- **THE TASKS**:
(1) In the Dylan article, condense the paragraph beginning "The song became an anthem" into a short bulleted list that keeps its main facts.
(2) Write out the stretch of the Dylan article from "Dylan took inspiration" through "Civil Rights Movement.", word for word.

- **PAGE EXCERPT**:
____________
How Bob Dylan Embodied First Amendment Freedoms Through His Music

He’s won a Nobel Prize for literature, sang for presidents and a pope, joined the March on Washington for civil rights, and petitioned to free a man unjustly jailed for murder.
Singer-songwriter Bob Dylan has used his voice and the freedoms of speech, assembly and petition to call out racism, war and injustice for decades. Few musicians can match the impact his songs had on the 20th century and still do today. And the right to express ideas through music is a freedom brought to us by the First Amendment.
A 2024 Oscar-nominated movie starring Timothée Chalamet as Dylan tells the story of how “A Complete Unknown” from Minnesota arrived in New York City’s Greenwich Village in 1961 and captured the spirit of restless, angry young Americans through his music. The film also features a fictionalized version of artist and activist Suze Rotolo. Rotolo, Dylan’s girlfriend from 1961 to 1964, was a member of the Congress of Racial Equality and an anti-nuclear weapons group; she inspired some of Dylan’s themes of the era.
“I don’t write no protest songs,” Dylan said to introduce “Blowin’ in the Wind” at Gerde’s Folk City, a Greenwich Village club at the center of the folk music scene in 1962. The song nonetheless ranks No. 17 on Rolling Stone magazine’s 2025 list of the 100 Best Protest Songs of All Time.
The song became an anthem of the Civil Rights and anti-war movements as it asks, “And how many years can some people exist before they're allowed to be free?” Sam Cooke said the song inspired him to write his civil rights anthem “A Change is Gonna Come” one year later. At a 1997 concert in Bologna, Italy, Pope John Paul II said the wind Dylan referred to was the Holy Spirit.
Dylan said he wrote “Blowin’ in the Wind” in 10 minutes. Six decades later, the song, like much of his work that’s made possible by our First Amendment rights, is still relevant.
Dylan took inspiration from stories reported by the press
Dylan long had a challenging relationship with the press and music critics, who at times questioned his distinctive voice, ability to sing and his intentions. He looked to traditional and folk music for inspiration, but his songs reflected the issues of the times, such as the Vietnam War (“Masters of War,” No. 6 on the Rolling Stone list) and the rise of the Civil Rights Movement.
____________
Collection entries
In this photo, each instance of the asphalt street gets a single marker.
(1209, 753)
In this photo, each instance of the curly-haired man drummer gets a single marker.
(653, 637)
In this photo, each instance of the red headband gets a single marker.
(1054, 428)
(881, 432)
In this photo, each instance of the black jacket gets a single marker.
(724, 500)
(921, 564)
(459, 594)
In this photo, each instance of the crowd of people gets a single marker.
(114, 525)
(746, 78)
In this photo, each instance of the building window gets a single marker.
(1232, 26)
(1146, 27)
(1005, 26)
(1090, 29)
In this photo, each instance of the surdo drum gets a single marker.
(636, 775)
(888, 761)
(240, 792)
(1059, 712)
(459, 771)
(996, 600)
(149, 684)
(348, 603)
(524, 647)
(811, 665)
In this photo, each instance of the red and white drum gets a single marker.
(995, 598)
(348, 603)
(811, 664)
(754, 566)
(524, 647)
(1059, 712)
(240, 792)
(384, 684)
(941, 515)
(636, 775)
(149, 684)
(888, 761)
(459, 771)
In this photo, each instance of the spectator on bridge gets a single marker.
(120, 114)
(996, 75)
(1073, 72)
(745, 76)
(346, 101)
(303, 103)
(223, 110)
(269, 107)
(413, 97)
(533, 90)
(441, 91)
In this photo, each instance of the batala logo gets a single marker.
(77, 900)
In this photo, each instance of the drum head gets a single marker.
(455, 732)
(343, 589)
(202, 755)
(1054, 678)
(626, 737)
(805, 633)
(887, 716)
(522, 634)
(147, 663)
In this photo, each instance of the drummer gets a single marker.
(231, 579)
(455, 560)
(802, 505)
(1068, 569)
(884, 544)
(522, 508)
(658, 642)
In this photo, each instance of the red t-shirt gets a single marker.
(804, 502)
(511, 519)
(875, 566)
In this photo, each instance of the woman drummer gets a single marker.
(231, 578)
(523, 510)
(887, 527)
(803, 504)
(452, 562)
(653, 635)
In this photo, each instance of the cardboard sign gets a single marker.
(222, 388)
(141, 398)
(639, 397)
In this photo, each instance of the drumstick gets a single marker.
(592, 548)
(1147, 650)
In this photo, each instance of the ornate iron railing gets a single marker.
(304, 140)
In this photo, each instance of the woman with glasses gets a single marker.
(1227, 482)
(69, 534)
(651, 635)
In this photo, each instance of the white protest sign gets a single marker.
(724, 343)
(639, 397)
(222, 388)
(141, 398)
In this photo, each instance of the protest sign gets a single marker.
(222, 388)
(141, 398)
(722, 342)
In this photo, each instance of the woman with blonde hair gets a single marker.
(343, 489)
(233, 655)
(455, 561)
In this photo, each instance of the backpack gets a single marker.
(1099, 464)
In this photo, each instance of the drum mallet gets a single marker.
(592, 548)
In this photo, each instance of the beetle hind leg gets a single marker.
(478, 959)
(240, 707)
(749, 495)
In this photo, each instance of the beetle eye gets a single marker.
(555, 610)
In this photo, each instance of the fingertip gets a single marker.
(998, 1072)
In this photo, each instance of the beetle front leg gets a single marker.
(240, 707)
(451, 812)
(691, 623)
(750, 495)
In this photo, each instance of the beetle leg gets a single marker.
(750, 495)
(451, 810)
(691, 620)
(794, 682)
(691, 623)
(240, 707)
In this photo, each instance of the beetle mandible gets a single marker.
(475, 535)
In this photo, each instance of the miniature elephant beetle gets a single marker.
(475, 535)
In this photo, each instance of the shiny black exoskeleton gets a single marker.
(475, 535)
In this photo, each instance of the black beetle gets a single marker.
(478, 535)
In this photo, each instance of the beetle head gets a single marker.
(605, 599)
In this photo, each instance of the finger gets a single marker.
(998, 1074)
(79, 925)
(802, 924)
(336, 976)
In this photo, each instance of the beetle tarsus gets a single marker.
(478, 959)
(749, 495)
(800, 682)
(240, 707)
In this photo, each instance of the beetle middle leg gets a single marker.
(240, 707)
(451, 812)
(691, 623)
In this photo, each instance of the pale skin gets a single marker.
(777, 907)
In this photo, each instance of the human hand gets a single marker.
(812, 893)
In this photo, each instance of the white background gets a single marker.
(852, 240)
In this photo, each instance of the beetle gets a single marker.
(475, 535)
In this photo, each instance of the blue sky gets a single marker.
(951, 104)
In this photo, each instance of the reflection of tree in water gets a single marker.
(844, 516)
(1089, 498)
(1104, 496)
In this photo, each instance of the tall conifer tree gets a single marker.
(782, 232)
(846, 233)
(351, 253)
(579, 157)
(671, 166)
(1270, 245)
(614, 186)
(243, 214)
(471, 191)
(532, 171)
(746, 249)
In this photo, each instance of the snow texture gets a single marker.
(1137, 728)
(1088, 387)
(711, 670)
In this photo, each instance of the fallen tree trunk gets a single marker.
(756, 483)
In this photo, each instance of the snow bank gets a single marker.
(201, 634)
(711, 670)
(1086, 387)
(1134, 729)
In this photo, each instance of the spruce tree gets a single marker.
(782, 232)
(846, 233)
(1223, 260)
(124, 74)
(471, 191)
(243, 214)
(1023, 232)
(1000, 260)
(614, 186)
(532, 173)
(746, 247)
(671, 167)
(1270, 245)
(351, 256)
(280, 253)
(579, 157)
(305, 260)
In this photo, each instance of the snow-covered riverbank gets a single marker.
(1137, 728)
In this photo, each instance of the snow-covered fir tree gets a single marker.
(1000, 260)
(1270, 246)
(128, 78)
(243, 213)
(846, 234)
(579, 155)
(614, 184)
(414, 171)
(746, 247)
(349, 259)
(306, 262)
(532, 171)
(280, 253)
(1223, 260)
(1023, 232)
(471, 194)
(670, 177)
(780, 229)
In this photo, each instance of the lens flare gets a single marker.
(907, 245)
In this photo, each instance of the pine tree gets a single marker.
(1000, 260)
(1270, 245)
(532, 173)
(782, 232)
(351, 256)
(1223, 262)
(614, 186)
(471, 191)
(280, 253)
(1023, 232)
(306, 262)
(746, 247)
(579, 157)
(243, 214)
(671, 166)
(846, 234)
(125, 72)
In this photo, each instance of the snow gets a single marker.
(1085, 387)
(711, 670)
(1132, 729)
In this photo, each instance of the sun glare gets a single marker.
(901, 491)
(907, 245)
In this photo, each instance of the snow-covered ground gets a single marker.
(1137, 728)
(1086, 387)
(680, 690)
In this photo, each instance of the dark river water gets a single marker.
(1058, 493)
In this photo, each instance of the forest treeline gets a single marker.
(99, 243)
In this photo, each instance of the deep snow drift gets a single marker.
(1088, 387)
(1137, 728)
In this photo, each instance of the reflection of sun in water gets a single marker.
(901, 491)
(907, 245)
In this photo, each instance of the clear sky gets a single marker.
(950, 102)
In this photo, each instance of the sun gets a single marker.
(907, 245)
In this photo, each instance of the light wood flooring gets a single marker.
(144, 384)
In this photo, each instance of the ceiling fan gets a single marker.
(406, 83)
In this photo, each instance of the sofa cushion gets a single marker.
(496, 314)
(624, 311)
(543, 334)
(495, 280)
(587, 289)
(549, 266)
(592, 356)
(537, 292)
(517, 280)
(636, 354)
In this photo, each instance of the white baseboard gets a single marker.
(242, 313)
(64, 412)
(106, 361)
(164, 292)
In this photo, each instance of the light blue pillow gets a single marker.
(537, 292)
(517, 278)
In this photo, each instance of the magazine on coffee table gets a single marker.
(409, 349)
____________
- **RESULTS FOR EACH TASK**:
(1)
- "Blowin' in the Wind" became an anthem of the Civil Rights and anti-war movements. It asks how many years some people can exist before they're allowed to be free.
- Sam Cooke said the song inspired him to write his civil rights anthem "A Change is Gonna Come" one year later.
- At a 1997 concert in Bologna, Italy, Pope John Paul II said the wind Dylan referred to was the Holy Spirit.

(2)
Dylan took inspiration from stories reported by the press
Dylan long had a challenging relationship with the press and music critics, who at times questioned his distinctive voice, ability to sing and his intentions. He looked to traditional and folk music for inspiration, but his songs reflected the issues of the times, such as the Vietnam War (“Masters of War,” No. 6 on the Rolling Stone list) and the rise of the Civil Rights Movement.